- Task instructions:
Transcribe the records below exactly as they appear.

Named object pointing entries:
□ □ □ □ □
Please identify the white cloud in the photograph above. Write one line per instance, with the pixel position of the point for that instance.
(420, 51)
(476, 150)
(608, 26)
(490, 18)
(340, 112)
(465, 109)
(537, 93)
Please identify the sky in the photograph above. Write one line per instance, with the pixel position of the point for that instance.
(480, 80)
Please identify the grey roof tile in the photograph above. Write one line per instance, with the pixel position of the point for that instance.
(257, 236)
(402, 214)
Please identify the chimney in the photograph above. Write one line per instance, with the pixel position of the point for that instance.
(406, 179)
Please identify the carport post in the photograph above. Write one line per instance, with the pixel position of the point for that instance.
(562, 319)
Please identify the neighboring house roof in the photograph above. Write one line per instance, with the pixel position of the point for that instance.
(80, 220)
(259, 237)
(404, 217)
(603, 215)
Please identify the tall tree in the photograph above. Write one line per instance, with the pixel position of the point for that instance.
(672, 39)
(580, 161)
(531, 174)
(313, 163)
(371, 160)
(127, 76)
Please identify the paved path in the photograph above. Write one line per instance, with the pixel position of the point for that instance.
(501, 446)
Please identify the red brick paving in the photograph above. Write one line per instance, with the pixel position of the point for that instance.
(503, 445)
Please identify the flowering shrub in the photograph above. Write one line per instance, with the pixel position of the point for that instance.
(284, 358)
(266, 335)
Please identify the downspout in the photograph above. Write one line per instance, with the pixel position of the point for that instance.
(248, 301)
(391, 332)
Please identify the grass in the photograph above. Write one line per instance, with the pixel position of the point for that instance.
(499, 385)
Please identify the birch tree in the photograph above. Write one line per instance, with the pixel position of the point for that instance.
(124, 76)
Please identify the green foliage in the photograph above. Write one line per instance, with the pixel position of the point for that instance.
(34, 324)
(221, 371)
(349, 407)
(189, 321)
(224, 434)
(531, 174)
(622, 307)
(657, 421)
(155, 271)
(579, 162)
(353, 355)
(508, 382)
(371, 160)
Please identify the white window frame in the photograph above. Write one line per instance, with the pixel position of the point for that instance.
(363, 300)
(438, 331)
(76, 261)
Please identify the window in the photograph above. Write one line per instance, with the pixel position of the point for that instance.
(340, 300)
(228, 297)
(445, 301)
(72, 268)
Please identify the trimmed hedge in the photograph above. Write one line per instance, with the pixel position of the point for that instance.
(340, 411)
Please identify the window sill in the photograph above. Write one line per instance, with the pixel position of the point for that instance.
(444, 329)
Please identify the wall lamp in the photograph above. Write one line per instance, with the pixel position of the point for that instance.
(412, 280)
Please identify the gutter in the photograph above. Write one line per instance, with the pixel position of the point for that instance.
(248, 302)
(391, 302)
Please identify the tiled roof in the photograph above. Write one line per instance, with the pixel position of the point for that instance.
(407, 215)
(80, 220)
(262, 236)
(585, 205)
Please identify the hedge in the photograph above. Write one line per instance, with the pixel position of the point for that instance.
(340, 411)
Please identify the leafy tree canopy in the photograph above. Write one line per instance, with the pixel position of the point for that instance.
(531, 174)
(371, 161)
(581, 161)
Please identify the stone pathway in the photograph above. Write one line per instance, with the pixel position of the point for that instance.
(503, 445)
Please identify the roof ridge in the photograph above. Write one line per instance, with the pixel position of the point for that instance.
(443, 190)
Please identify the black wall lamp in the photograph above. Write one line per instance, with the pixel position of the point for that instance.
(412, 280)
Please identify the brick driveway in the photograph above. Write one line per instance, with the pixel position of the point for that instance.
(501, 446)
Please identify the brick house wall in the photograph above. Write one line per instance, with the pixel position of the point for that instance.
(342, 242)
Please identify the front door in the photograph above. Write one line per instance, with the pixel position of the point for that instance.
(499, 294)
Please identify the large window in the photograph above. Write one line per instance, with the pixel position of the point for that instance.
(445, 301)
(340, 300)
□ □ □ □ □
- Correct result:
Please identify the white cloud in the photograph above. Write one line per instance, with the pixel position of the point for that instance.
(420, 51)
(476, 150)
(608, 26)
(490, 18)
(340, 112)
(465, 109)
(537, 93)
Please identify the sky in the photograph above. Write one line per instance, with the pixel position of the point for that instance.
(480, 80)
Please identify the grey roof tile in the photograph above. Write one line per instance, with the pixel position of the point for that instance.
(257, 236)
(402, 214)
Please identify the chimney in the photograph above. Write one line per instance, with the pixel position of the point for that instance.
(406, 179)
Please identify the carport post in the photograph above. Write one line per instance, with the pixel position of the point for that instance.
(562, 319)
Please identify the neighboring house roof in the photograph above. Write one line per instance, with the pixel position of the point for that instance.
(80, 220)
(259, 237)
(404, 217)
(603, 215)
Please identify the tall tree in the photograph above. Write one line per instance, with the pixel position of the point for that instance.
(672, 39)
(580, 161)
(531, 174)
(313, 163)
(371, 160)
(127, 76)
Please identify the paved path in the photograph above. Write one line per instance, with the pixel position of the point for that instance.
(501, 446)
Please identify the red brick paving in the photograph above. Write one line per instance, with the pixel position of the point for that instance.
(503, 445)
Please identify the flowering shrub in the photograph above. Write one line per instance, with the pixel position of the point for that instance.
(284, 358)
(266, 335)
Please identify the downspout in the photograph above. Write one line per instance, with the pixel position of the point for that instance.
(248, 301)
(391, 332)
Please identify the grass in the photograph above. Write one line per instance, with the pixel position of the point for that instance.
(499, 385)
Please identify the birch tree in the photograph above. Write one line per instance, with the pixel position of the point for that instance.
(124, 76)
Please identify the green foliage in the photograph above. Write one line per instance, with the pixel position of the point for that instance.
(34, 324)
(221, 371)
(349, 407)
(189, 321)
(224, 434)
(531, 174)
(622, 307)
(657, 421)
(155, 271)
(579, 162)
(353, 355)
(508, 382)
(371, 160)
Please identify the white window frame in the photograph above. Write one line per instance, with the pixel position of the point for that instance.
(363, 300)
(438, 331)
(76, 261)
Please identify the window in the photograph above. Write one line per instance, with the pixel position of the point for that instance.
(340, 300)
(228, 297)
(445, 301)
(72, 268)
Please identify the trimmed hedge in the photograph above. Write one line per instance, with the pixel position of the point for that instance.
(340, 411)
Please identify the window sill in the photograph above. Write one line per instance, with the pixel position of the point for that instance.
(444, 329)
Please identify the wall lamp in the photograph above. Write one line per instance, with the pixel position of the point for that instance.
(412, 280)
Please identify the gutter in the photograph above. Write one line per instance, with the pixel position of the point for that instance.
(248, 302)
(391, 302)
Please identify the tiled roof in the photograph above. Write one line per instance, with the pixel position of the point for that instance.
(407, 215)
(80, 220)
(262, 236)
(585, 205)
Please identify the hedge in the photograph above. Write one line per instance, with the pixel position of the point for that instance.
(340, 411)
Please identify the leafy tree canopy in the photograph above. Write one line per instance, with the pixel position of the point for that instance.
(531, 174)
(371, 161)
(581, 161)
Please identify the stone pathway in the photograph above. Write one line per instance, with the pixel position of the point for that instance.
(503, 445)
Please identify the roof ridge in the photograph above. Write one line per instance, with the pixel position of the point for that instance.
(443, 190)
Please identify the black wall lamp in the photograph above. Write one line per instance, with the pixel position of the point for that instance.
(412, 280)
Please identify the brick driveway in the photograph above. Write one line per instance, with the pixel position of the point for that instance.
(501, 446)
Please identify the brick house wall in the photograph above. Write one line per instance, with the pixel position of the point for that instance.
(342, 242)
Please identify the front door in the photograph above. Write one line per instance, with the pixel position of the point for that instance.
(499, 294)
Please identify the large window in the photograph above. Write one line per instance, with the pixel position of the point for that instance.
(445, 301)
(340, 300)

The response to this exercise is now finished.